PROMPT -> Only those lines in the data below from the line containing "Target: red starburst ornament" through the line containing "Target: white pearl bead", both included, should be restated word for word.

══ THE RECORDS

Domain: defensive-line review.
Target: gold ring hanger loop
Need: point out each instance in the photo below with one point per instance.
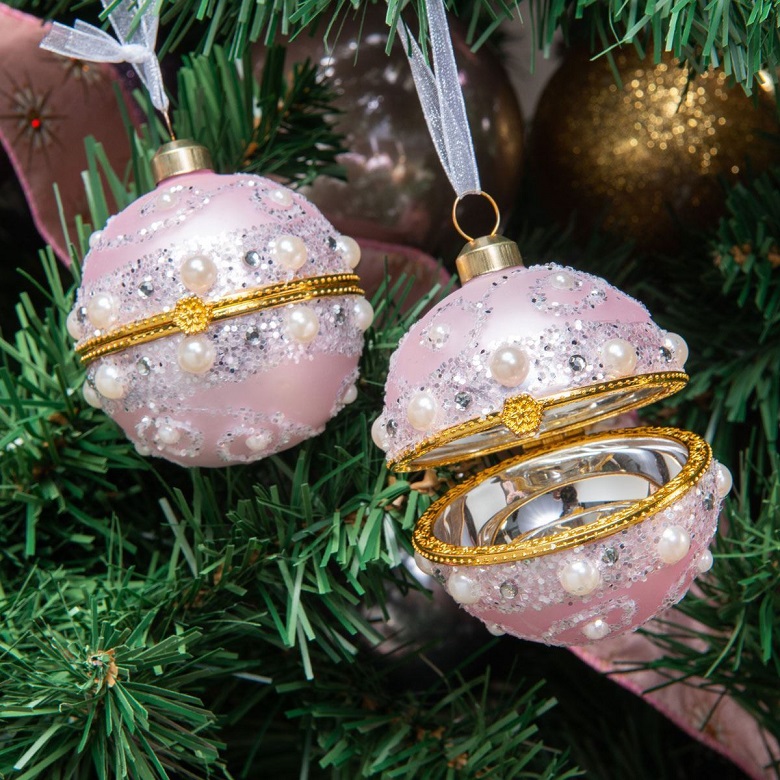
(455, 213)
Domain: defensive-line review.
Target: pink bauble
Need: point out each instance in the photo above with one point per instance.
(534, 333)
(596, 589)
(249, 385)
(583, 535)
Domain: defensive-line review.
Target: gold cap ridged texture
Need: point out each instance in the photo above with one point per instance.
(486, 254)
(177, 157)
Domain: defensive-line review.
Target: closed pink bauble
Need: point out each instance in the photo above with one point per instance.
(579, 535)
(219, 317)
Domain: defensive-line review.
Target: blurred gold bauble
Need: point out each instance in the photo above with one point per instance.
(642, 158)
(396, 190)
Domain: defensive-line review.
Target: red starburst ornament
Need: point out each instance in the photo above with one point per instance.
(34, 121)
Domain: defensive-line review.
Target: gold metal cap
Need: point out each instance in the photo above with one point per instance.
(486, 254)
(177, 157)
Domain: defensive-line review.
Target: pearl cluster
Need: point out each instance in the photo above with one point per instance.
(173, 395)
(598, 590)
(540, 330)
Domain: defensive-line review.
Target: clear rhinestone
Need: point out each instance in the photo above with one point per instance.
(610, 556)
(462, 400)
(252, 258)
(508, 589)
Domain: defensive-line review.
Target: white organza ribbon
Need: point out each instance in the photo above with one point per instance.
(135, 45)
(442, 101)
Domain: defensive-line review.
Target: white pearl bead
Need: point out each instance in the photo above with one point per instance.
(167, 434)
(196, 355)
(579, 578)
(90, 396)
(109, 381)
(438, 335)
(563, 280)
(349, 249)
(423, 564)
(257, 442)
(198, 273)
(281, 197)
(351, 395)
(596, 629)
(364, 314)
(166, 200)
(73, 325)
(674, 544)
(463, 588)
(289, 251)
(101, 310)
(619, 356)
(508, 365)
(723, 480)
(705, 561)
(677, 346)
(302, 324)
(421, 411)
(379, 434)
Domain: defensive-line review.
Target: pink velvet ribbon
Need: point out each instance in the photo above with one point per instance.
(48, 105)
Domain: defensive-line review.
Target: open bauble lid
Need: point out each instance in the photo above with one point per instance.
(517, 355)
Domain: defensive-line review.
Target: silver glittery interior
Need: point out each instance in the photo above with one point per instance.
(569, 488)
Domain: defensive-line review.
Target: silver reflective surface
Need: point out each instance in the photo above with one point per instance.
(571, 487)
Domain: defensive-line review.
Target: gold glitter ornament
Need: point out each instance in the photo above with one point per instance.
(642, 158)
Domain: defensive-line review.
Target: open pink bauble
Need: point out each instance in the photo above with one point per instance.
(579, 535)
(219, 317)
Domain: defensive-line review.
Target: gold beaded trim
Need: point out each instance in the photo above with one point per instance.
(193, 315)
(523, 416)
(432, 548)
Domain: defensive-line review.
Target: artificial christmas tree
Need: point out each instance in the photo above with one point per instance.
(169, 622)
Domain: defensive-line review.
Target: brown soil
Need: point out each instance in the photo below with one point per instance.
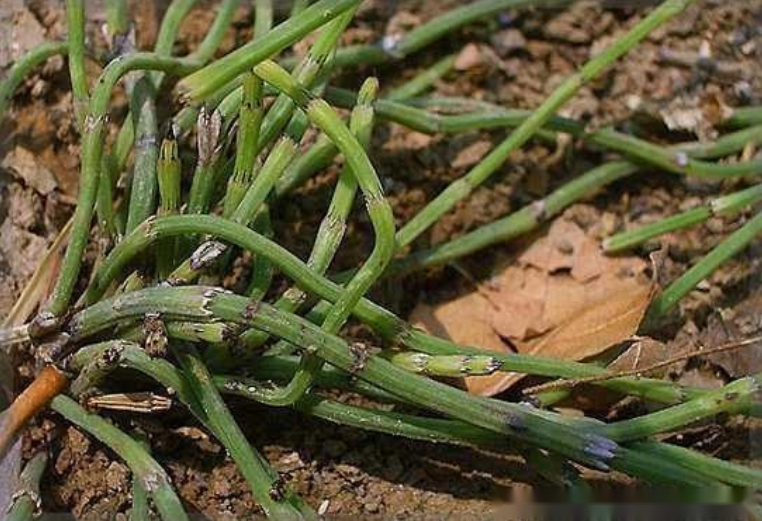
(515, 61)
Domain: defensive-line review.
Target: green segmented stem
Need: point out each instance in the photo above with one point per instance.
(707, 466)
(23, 66)
(686, 158)
(193, 391)
(455, 366)
(379, 211)
(298, 6)
(306, 74)
(283, 153)
(195, 332)
(460, 189)
(263, 17)
(92, 150)
(638, 460)
(725, 205)
(27, 499)
(75, 22)
(392, 328)
(154, 479)
(678, 162)
(397, 48)
(144, 186)
(249, 123)
(333, 225)
(208, 144)
(315, 159)
(115, 162)
(729, 247)
(262, 480)
(559, 472)
(419, 428)
(423, 81)
(262, 271)
(660, 470)
(206, 81)
(279, 158)
(737, 396)
(518, 223)
(529, 217)
(523, 423)
(169, 174)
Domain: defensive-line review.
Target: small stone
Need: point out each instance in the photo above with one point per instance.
(508, 41)
(335, 448)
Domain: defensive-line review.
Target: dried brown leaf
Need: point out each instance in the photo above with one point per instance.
(562, 298)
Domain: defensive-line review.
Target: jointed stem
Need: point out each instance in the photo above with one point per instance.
(75, 21)
(382, 321)
(154, 479)
(92, 149)
(729, 247)
(23, 66)
(490, 164)
(206, 81)
(26, 500)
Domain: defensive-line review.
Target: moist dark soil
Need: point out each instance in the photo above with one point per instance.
(676, 86)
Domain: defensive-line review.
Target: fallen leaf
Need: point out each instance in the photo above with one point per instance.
(561, 298)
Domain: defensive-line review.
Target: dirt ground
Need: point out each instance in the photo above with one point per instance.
(669, 87)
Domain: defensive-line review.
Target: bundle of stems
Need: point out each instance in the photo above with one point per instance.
(153, 301)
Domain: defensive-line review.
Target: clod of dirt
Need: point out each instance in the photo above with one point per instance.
(508, 41)
(22, 32)
(726, 326)
(562, 298)
(472, 154)
(22, 163)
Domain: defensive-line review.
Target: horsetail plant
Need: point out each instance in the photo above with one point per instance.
(145, 311)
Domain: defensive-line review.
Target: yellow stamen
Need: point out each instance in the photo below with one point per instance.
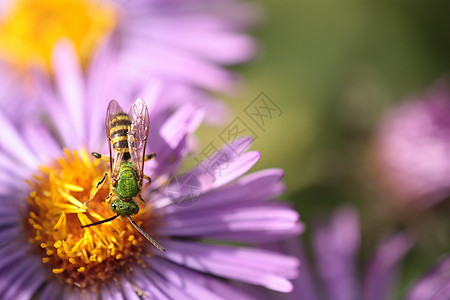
(30, 28)
(56, 214)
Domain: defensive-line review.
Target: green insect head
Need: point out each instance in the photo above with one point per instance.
(124, 208)
(127, 186)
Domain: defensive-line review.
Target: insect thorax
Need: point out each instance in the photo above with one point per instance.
(128, 183)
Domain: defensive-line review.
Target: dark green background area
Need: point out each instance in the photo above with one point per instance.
(334, 67)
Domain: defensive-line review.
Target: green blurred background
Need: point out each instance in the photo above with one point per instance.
(334, 67)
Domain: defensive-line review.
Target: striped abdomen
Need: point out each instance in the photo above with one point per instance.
(119, 126)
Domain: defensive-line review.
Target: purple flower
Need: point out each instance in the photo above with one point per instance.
(412, 150)
(435, 285)
(208, 218)
(334, 272)
(183, 41)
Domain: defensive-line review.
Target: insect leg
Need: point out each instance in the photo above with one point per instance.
(97, 188)
(100, 156)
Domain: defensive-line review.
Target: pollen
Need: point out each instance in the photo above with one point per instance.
(29, 29)
(83, 257)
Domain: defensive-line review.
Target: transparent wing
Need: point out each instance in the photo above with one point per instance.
(115, 157)
(138, 134)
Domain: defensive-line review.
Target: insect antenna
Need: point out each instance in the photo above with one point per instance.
(100, 222)
(155, 243)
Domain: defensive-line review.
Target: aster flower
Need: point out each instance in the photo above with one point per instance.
(47, 175)
(434, 285)
(188, 42)
(334, 273)
(411, 150)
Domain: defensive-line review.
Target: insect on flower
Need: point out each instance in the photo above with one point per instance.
(127, 134)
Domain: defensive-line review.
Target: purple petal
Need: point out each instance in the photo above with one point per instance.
(260, 220)
(154, 287)
(12, 142)
(382, 271)
(111, 291)
(128, 289)
(52, 291)
(255, 188)
(71, 87)
(28, 282)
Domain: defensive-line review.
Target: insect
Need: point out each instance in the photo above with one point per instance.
(127, 134)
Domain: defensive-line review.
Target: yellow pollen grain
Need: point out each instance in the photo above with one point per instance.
(73, 187)
(30, 29)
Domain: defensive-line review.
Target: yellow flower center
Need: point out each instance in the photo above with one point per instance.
(30, 29)
(82, 256)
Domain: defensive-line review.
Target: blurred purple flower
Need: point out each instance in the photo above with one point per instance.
(227, 208)
(412, 150)
(435, 285)
(334, 272)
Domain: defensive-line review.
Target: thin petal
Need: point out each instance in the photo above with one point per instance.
(249, 265)
(382, 271)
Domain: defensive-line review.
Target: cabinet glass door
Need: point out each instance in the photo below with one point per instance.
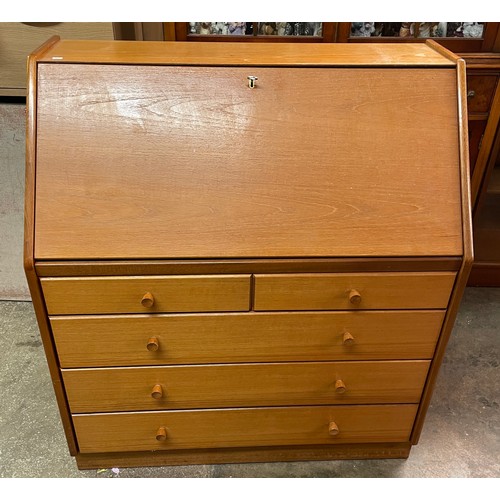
(418, 29)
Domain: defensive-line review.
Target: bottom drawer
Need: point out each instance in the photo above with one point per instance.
(163, 430)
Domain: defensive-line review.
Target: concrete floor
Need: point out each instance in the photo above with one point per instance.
(460, 436)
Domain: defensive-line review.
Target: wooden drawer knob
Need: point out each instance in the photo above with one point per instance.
(333, 429)
(354, 297)
(147, 300)
(157, 392)
(153, 344)
(161, 434)
(347, 339)
(340, 387)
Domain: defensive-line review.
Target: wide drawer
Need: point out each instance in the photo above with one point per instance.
(255, 384)
(92, 341)
(138, 294)
(353, 291)
(182, 429)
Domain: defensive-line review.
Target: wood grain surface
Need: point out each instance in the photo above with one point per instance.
(17, 40)
(244, 385)
(274, 292)
(124, 294)
(245, 54)
(181, 162)
(109, 432)
(92, 341)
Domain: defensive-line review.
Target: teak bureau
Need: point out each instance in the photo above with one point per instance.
(245, 252)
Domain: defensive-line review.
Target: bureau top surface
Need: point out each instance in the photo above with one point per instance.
(244, 54)
(153, 161)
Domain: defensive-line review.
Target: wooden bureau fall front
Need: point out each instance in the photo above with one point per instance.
(245, 252)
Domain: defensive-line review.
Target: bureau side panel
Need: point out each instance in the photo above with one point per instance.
(29, 234)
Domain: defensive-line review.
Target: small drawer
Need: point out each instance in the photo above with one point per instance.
(255, 384)
(133, 340)
(139, 294)
(353, 291)
(168, 430)
(480, 90)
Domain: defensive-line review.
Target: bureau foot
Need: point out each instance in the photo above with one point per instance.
(243, 455)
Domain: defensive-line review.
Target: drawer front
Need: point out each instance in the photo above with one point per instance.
(480, 89)
(353, 291)
(92, 341)
(141, 294)
(243, 427)
(220, 386)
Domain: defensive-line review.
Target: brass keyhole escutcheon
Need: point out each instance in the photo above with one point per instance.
(252, 81)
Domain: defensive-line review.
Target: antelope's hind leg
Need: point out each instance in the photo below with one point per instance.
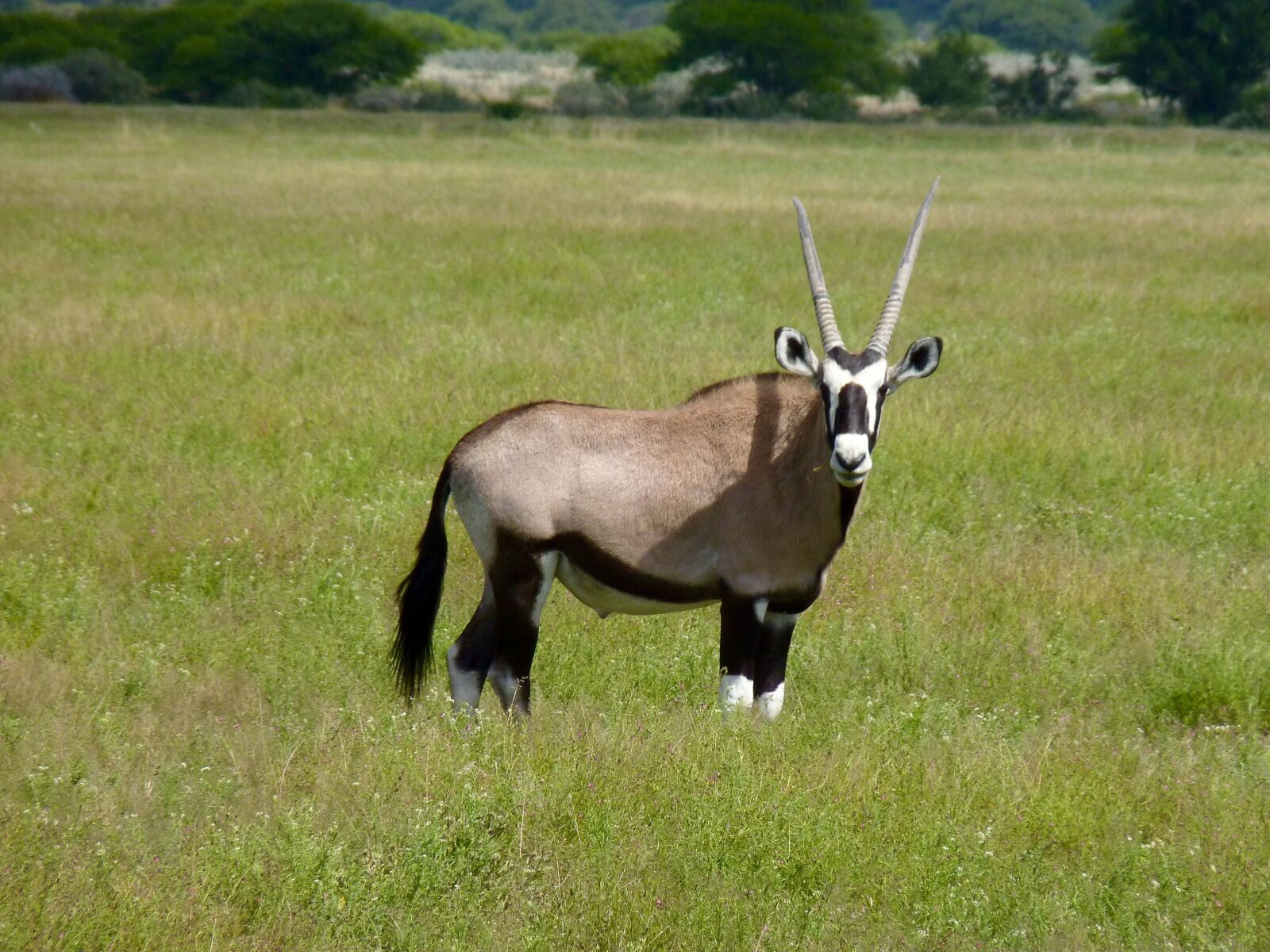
(774, 651)
(469, 658)
(753, 647)
(740, 630)
(521, 581)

════

THE COMPLETED TASK ->
Target: red starburst ornament
Need: point out each instance in the photo above with one point per instance.
(34, 121)
Domain: defensive-line review.
Target: gold metal cap
Need: point out each instance in the photo above with one point per instance.
(486, 254)
(177, 157)
Domain: defensive-line review.
Target: pearl cluster
Need: point out each instance in the photo above with one point per instance.
(173, 395)
(598, 590)
(540, 330)
Domain: defensive-line review.
Target: clear rhinestone
Need: point out each instance in the photo above with one point per instance.
(610, 556)
(462, 400)
(252, 258)
(508, 589)
Domain: defensive-line review.
Target: white organza ribbon
Need: point out each instance in the photo above with one point per instance.
(135, 45)
(442, 101)
Domain: defensive-line review.
Target: white pearl bead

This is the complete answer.